DIRECTIONS.
Your task is to copy exactly the lines from the line containing "Can you spot the small" through the end of the listing below, with pictures left out.

.....

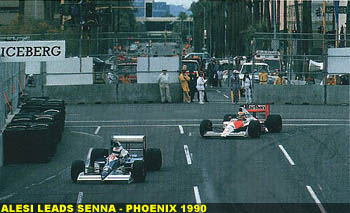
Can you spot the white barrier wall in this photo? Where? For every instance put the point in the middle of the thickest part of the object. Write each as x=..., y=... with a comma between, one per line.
x=157, y=64
x=67, y=72
x=338, y=60
x=32, y=67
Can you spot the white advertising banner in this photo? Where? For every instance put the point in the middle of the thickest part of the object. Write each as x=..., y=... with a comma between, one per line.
x=24, y=51
x=338, y=60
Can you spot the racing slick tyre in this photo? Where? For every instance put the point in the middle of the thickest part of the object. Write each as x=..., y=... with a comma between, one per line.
x=205, y=126
x=138, y=171
x=153, y=159
x=254, y=129
x=78, y=166
x=273, y=123
x=228, y=117
x=98, y=154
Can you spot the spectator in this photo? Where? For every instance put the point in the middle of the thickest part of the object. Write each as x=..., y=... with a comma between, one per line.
x=192, y=84
x=205, y=83
x=247, y=84
x=235, y=85
x=211, y=72
x=220, y=74
x=279, y=80
x=184, y=79
x=263, y=77
x=163, y=81
x=110, y=77
x=200, y=87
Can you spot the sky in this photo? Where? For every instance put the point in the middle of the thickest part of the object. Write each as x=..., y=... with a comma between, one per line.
x=185, y=3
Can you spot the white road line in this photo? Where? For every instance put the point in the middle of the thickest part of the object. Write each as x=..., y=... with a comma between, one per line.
x=174, y=125
x=7, y=196
x=189, y=120
x=80, y=197
x=181, y=130
x=47, y=179
x=187, y=153
x=97, y=130
x=84, y=133
x=286, y=155
x=317, y=201
x=316, y=124
x=196, y=195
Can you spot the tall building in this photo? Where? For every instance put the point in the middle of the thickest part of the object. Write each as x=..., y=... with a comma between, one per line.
x=10, y=10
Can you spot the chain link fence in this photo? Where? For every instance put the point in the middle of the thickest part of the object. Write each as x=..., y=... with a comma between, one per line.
x=302, y=57
x=12, y=83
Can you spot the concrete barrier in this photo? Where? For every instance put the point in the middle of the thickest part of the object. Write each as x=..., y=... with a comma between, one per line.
x=338, y=94
x=146, y=93
x=288, y=94
x=83, y=94
x=1, y=151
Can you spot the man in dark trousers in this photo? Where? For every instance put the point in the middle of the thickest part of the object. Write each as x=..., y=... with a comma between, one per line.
x=192, y=84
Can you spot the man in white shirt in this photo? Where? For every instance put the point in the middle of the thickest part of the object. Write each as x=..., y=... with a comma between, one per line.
x=163, y=81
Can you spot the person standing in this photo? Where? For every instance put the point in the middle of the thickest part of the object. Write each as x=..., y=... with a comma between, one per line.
x=235, y=84
x=163, y=81
x=279, y=80
x=247, y=84
x=263, y=77
x=184, y=79
x=192, y=84
x=201, y=88
x=220, y=74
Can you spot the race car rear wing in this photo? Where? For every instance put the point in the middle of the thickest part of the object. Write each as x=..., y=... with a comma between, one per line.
x=254, y=108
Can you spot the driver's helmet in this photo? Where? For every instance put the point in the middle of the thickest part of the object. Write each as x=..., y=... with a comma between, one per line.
x=117, y=148
x=240, y=114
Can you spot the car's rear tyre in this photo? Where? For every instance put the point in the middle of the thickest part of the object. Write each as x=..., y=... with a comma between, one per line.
x=273, y=123
x=138, y=171
x=205, y=126
x=254, y=129
x=153, y=159
x=78, y=166
x=228, y=117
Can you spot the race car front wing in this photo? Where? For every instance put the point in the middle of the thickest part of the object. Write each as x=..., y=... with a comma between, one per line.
x=87, y=177
x=220, y=134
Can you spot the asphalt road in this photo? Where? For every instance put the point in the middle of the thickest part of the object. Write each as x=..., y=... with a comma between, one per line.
x=307, y=162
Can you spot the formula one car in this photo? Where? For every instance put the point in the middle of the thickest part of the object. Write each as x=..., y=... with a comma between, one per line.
x=244, y=124
x=132, y=169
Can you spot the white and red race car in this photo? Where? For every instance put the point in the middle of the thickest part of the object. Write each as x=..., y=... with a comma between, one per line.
x=244, y=123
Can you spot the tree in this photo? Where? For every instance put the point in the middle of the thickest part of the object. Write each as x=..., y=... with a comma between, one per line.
x=307, y=27
x=348, y=25
x=182, y=17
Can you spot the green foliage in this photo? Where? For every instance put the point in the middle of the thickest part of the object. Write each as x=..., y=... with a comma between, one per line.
x=28, y=26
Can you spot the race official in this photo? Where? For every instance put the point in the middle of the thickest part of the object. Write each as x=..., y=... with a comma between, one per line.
x=163, y=81
x=263, y=77
x=200, y=87
x=279, y=80
x=247, y=84
x=192, y=84
x=235, y=84
x=184, y=79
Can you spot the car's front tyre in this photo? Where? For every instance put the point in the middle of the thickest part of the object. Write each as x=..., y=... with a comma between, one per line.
x=153, y=159
x=205, y=126
x=254, y=129
x=138, y=171
x=77, y=167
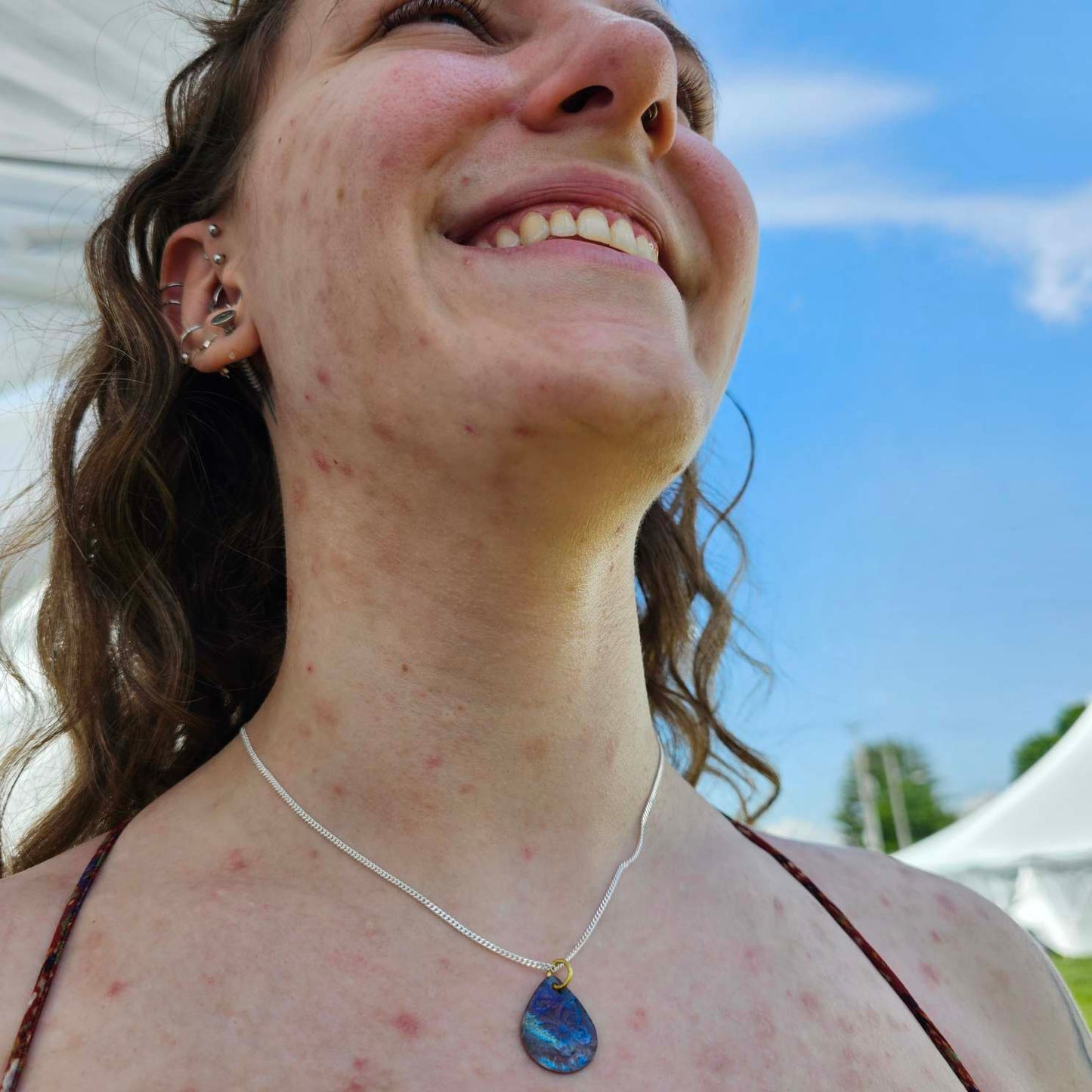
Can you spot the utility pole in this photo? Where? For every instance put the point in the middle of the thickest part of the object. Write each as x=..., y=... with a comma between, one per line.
x=893, y=773
x=866, y=793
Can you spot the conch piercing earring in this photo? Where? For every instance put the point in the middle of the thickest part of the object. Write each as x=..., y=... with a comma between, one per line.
x=225, y=320
x=173, y=302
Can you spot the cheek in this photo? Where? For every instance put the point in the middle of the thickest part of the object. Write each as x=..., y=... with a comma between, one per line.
x=341, y=184
x=729, y=222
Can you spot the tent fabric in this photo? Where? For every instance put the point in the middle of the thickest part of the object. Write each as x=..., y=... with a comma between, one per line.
x=1029, y=849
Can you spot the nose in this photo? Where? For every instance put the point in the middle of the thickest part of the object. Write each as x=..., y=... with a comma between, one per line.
x=608, y=71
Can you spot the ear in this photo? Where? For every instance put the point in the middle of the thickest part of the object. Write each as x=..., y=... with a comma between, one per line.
x=201, y=285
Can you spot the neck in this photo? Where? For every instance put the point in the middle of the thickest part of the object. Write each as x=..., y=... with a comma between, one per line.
x=459, y=696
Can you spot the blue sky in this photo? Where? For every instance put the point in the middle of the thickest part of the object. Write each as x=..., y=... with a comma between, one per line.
x=918, y=373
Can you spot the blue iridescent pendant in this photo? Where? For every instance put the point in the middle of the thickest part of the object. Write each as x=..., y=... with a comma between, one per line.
x=556, y=1031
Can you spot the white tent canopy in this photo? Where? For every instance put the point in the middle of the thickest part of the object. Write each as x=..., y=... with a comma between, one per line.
x=1030, y=848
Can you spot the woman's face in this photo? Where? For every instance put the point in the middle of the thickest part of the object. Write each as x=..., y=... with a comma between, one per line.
x=390, y=340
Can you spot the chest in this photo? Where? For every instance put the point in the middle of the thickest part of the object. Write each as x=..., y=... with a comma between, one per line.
x=308, y=1001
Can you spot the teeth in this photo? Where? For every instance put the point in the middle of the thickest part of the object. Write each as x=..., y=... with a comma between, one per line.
x=561, y=224
x=534, y=228
x=591, y=224
x=621, y=236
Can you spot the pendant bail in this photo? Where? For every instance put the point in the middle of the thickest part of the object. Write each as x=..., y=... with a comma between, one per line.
x=568, y=967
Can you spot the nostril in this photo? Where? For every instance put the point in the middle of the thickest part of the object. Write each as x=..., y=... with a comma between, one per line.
x=576, y=103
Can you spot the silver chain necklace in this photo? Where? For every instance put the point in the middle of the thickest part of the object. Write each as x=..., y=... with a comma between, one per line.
x=556, y=1030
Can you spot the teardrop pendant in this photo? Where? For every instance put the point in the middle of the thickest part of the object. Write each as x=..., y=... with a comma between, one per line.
x=556, y=1031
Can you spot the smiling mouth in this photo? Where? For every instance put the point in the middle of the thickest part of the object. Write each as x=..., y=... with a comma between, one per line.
x=565, y=221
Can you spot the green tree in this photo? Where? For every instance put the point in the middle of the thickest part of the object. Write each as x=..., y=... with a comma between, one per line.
x=924, y=810
x=1035, y=747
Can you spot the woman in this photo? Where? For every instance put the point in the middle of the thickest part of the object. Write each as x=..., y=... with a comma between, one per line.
x=478, y=277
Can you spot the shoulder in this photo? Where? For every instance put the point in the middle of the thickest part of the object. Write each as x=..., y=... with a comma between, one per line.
x=974, y=970
x=31, y=905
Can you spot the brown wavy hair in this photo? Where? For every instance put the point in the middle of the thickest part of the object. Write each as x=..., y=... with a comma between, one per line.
x=163, y=620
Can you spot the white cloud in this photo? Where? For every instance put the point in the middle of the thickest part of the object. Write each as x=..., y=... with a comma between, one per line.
x=1050, y=240
x=797, y=139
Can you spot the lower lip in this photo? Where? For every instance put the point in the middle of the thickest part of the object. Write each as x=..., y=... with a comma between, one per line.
x=576, y=249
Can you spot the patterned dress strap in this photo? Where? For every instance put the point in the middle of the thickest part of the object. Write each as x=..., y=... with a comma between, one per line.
x=893, y=981
x=26, y=1029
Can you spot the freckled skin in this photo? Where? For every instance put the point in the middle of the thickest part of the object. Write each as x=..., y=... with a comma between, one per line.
x=419, y=128
x=407, y=1025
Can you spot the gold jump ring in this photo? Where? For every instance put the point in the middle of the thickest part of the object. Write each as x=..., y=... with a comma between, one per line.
x=568, y=967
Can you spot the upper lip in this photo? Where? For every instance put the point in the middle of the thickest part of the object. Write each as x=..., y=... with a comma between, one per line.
x=581, y=184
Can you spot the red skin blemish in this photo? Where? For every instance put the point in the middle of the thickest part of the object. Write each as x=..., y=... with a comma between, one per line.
x=407, y=1023
x=930, y=972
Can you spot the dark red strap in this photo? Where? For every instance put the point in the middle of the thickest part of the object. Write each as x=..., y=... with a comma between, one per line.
x=25, y=1033
x=893, y=981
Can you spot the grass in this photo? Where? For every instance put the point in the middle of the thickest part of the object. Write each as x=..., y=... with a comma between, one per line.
x=1078, y=976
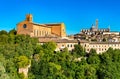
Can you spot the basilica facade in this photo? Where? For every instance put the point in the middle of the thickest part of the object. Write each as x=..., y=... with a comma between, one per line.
x=28, y=27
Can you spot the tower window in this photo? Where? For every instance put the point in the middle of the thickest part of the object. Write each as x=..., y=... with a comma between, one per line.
x=24, y=26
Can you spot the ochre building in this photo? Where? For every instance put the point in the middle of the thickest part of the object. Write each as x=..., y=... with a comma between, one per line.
x=28, y=27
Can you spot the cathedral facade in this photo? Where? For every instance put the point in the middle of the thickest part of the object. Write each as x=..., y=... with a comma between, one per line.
x=28, y=27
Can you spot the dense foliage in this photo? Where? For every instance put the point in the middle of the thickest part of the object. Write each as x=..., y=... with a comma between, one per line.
x=17, y=51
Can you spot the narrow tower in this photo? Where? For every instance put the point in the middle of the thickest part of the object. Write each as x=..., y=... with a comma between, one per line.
x=29, y=17
x=96, y=23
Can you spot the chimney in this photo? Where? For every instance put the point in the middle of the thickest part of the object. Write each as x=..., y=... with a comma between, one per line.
x=97, y=23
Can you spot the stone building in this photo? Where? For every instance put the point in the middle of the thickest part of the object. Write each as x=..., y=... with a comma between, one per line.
x=100, y=47
x=28, y=27
x=61, y=42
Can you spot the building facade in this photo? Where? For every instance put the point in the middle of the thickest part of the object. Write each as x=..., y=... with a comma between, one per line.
x=28, y=27
x=61, y=42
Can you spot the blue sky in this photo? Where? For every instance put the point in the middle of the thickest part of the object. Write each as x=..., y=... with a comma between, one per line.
x=76, y=14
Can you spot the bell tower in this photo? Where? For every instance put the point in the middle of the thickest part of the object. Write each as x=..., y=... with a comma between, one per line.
x=29, y=17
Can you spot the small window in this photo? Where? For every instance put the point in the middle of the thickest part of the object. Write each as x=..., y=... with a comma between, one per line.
x=24, y=26
x=68, y=45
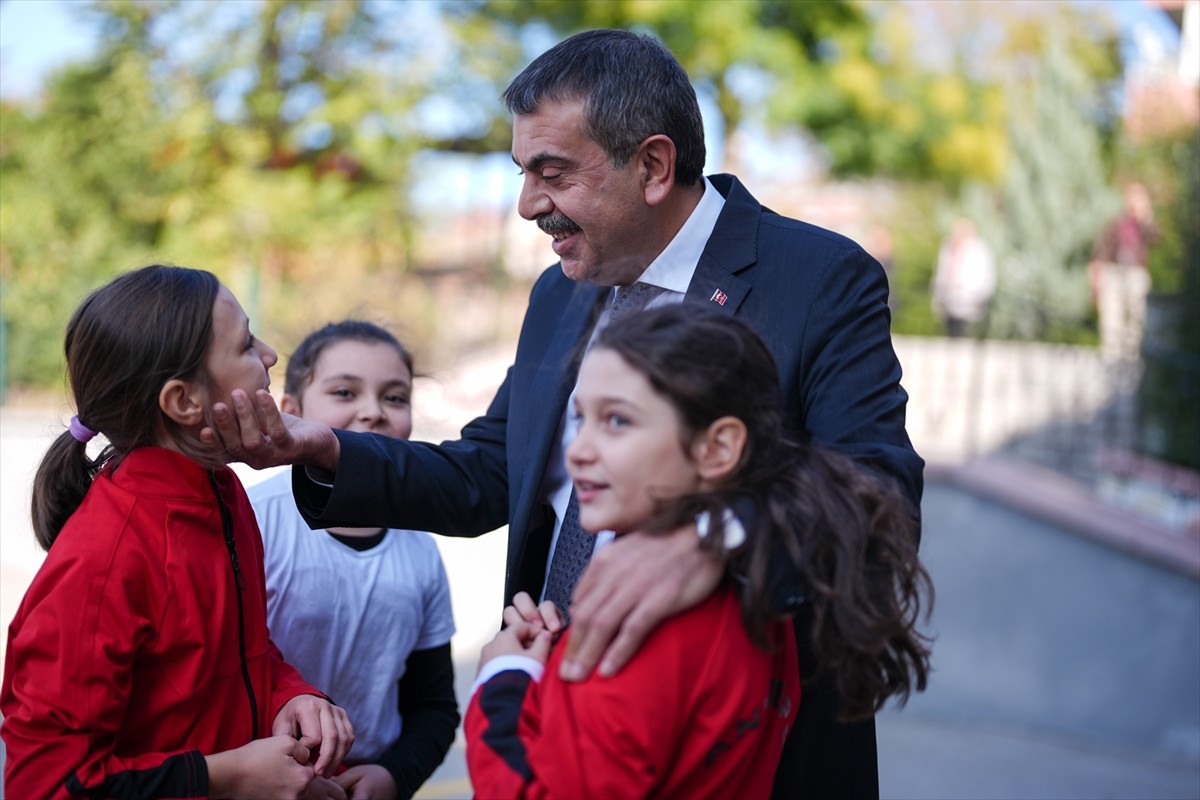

.....

EXERCISE RESULT.
Can you spot the small window in this photo? Where? For every instance put the point in the middle of the thickest part of the object. Write each as x=..., y=... with a comma between, one per line.
x=24, y=26
x=68, y=45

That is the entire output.